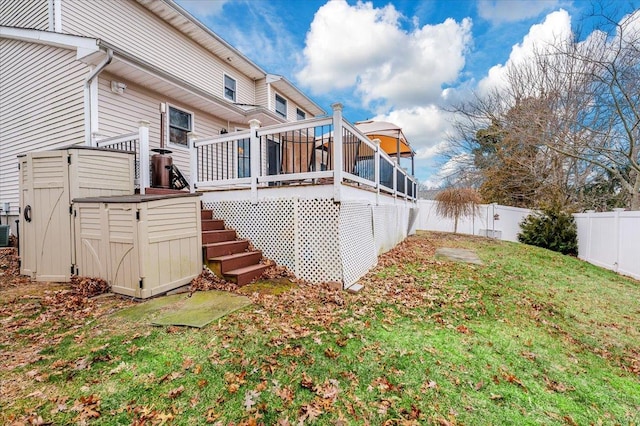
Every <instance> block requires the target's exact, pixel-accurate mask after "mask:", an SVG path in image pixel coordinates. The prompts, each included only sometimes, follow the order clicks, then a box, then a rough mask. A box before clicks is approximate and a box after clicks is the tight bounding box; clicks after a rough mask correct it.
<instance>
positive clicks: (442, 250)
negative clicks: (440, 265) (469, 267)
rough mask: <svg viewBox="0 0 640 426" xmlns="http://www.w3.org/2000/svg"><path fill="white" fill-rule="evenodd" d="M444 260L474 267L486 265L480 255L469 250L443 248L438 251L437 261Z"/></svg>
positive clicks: (468, 249)
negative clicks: (480, 257) (476, 266)
mask: <svg viewBox="0 0 640 426" xmlns="http://www.w3.org/2000/svg"><path fill="white" fill-rule="evenodd" d="M441 258H444V259H446V260H452V261H454V262H462V263H473V264H474V265H484V263H482V260H480V258H479V257H478V254H477V253H476V252H475V251H473V250H469V249H460V248H450V247H441V248H439V249H436V259H441Z"/></svg>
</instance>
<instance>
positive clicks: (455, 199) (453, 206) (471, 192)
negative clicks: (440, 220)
mask: <svg viewBox="0 0 640 426" xmlns="http://www.w3.org/2000/svg"><path fill="white" fill-rule="evenodd" d="M435 199H436V202H437V206H436V212H437V213H438V214H439V215H440V216H442V217H446V218H449V219H453V220H454V222H453V233H454V234H455V233H457V232H458V220H459V219H460V218H461V217H467V216H473V215H476V214H478V209H479V204H480V203H481V202H482V199H481V198H480V195H478V193H477V192H476V191H475V190H473V189H471V188H447V189H444V190H442V191H441V192H439V193H438V194H437V195H436V198H435Z"/></svg>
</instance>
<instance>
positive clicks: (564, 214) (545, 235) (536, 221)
mask: <svg viewBox="0 0 640 426" xmlns="http://www.w3.org/2000/svg"><path fill="white" fill-rule="evenodd" d="M520 229H522V232H520V233H519V234H518V241H520V242H521V243H524V244H529V245H532V246H537V247H542V248H546V249H549V250H553V251H557V252H559V253H562V254H569V255H572V256H577V255H578V230H577V228H576V222H575V220H574V218H573V215H571V213H567V212H564V211H562V210H561V209H559V208H557V207H548V208H544V209H543V210H542V211H540V212H534V213H531V214H530V215H529V216H527V217H525V218H524V220H523V221H522V222H521V223H520Z"/></svg>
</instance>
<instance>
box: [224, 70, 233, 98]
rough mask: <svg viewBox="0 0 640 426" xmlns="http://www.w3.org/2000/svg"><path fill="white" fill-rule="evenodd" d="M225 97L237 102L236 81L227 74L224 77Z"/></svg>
mask: <svg viewBox="0 0 640 426" xmlns="http://www.w3.org/2000/svg"><path fill="white" fill-rule="evenodd" d="M224 97H225V98H227V99H229V100H230V101H233V102H235V101H236V81H235V80H234V79H233V78H231V77H229V76H228V75H226V74H225V76H224Z"/></svg>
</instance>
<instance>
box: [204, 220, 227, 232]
mask: <svg viewBox="0 0 640 426" xmlns="http://www.w3.org/2000/svg"><path fill="white" fill-rule="evenodd" d="M200 222H201V223H202V230H203V231H219V230H221V229H224V220H220V219H202V220H201V221H200Z"/></svg>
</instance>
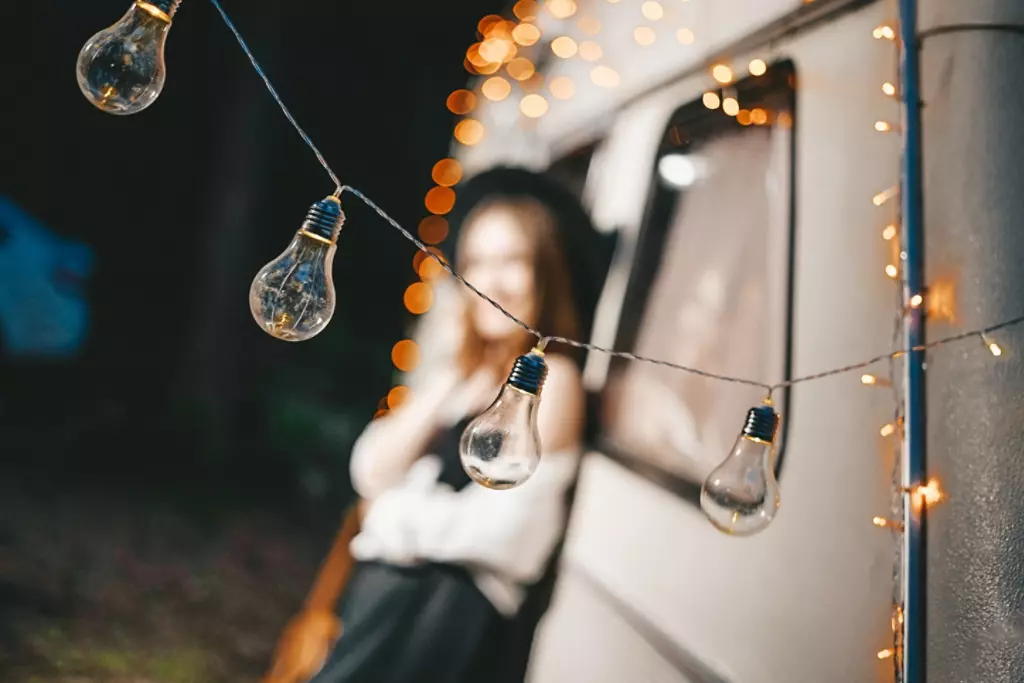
★ ★ ★
_TO-DO ITEM_. Copy out every line of the records that contains the word "negative".

_TASK SOLUTION_.
negative clicks: (440, 265) (469, 267)
negative clicks: (480, 257) (476, 266)
negative clicks: (440, 220)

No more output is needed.